(Stored items from a collection)

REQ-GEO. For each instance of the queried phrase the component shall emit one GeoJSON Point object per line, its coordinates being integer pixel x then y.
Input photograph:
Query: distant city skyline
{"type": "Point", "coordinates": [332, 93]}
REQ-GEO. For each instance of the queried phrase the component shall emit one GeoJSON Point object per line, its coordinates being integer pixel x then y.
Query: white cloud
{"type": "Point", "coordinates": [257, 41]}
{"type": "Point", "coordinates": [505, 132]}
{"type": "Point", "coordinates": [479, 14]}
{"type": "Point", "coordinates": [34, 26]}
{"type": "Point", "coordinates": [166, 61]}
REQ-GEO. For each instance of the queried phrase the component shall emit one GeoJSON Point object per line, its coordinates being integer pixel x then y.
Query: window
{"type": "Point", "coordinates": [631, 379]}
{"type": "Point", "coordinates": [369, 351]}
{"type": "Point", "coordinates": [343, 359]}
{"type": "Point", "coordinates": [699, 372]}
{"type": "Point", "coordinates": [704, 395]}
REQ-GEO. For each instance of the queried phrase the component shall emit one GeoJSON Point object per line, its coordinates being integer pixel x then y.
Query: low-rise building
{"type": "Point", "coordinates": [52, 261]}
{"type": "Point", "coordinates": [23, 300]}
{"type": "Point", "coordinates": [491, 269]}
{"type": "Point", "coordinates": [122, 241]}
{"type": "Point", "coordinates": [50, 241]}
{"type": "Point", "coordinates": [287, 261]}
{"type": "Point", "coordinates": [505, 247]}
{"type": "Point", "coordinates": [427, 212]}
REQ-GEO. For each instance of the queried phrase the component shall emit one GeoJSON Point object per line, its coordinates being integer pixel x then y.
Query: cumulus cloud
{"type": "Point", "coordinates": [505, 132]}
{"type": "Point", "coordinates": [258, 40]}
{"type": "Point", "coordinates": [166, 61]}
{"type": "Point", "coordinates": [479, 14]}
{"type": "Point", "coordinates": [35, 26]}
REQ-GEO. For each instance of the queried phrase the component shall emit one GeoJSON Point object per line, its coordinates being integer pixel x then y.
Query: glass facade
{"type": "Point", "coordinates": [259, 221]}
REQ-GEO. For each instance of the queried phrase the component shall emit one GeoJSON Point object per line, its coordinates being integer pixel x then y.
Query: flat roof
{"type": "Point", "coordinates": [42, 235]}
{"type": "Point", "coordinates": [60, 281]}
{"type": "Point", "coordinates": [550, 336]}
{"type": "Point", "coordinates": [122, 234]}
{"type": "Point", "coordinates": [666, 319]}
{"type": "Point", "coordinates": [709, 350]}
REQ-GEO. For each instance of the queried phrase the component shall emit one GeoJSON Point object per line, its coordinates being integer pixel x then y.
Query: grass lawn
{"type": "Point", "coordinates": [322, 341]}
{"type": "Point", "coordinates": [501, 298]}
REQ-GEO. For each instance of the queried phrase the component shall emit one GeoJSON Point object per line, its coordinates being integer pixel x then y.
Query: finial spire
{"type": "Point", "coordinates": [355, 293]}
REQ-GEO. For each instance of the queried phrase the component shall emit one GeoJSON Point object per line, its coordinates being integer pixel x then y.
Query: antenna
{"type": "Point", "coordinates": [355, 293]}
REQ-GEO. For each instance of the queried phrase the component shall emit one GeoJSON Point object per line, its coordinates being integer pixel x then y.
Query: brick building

Required work | Retype exactly, please, only the lines of the entries that run from the one containing "Query: grass lawn" to the last.

Result |
Query: grass lawn
{"type": "Point", "coordinates": [322, 341]}
{"type": "Point", "coordinates": [501, 298]}
REQ-GEO. For each instance of the queried phrase the component shall emit one GeoJSON Point object per line, its coordinates being integer pixel x then y.
Query: finial spire
{"type": "Point", "coordinates": [355, 293]}
REQ-GEO. For each instance of the queried phrase the component shall emit one GeoJSON Point object per line, its coordinates being integer pixel x then y.
Query: antenna
{"type": "Point", "coordinates": [355, 293]}
REQ-GEO. For each instance of the queried phrase the component shall emit one GeoJSON Point object per line, its coordinates being integer pixel x then y.
Query: brick building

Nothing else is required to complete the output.